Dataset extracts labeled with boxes
* Begin *
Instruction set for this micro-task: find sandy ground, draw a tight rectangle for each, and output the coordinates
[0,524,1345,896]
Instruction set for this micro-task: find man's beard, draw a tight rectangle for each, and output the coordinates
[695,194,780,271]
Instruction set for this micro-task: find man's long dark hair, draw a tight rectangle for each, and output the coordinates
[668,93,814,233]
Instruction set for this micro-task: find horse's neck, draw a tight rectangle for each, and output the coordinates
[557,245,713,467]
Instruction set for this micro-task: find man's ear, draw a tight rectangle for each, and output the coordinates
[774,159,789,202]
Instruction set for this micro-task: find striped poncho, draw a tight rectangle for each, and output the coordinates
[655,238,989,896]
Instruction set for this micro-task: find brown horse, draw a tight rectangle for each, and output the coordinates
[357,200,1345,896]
* End *
-- GOAL --
Reproduce the data above line for line without changing anything.

-- TASK RESULT --
Instruction set for this micro-task: find sandy ground, draw a tight rectangle for each, and output the coordinates
[0,524,1345,896]
Instruction set for this micro-task: find man's beard, draw a tight rectangle for each, and output the coordinates
[695,194,780,271]
Instruction set for this micro-task: find man's long dark hair, draw a tight rectangle for each, and output the coordinates
[668,93,814,233]
Instruction set for this micro-task: find horse's neck, draw a tight rectangle for each, and output the coordinates
[557,245,713,467]
Instruction set for this micro-task: find man's ear, draw a tight rectangle for each, and output the coordinates
[774,159,789,202]
Instruction set for this micro-task: find striped poncho, draw a tight rectangle for each, and output the coordinates
[655,238,989,896]
Instruction set for this micro-task: find brown horse, draw a tight rectangle for each, and output the coordinates
[357,200,1345,896]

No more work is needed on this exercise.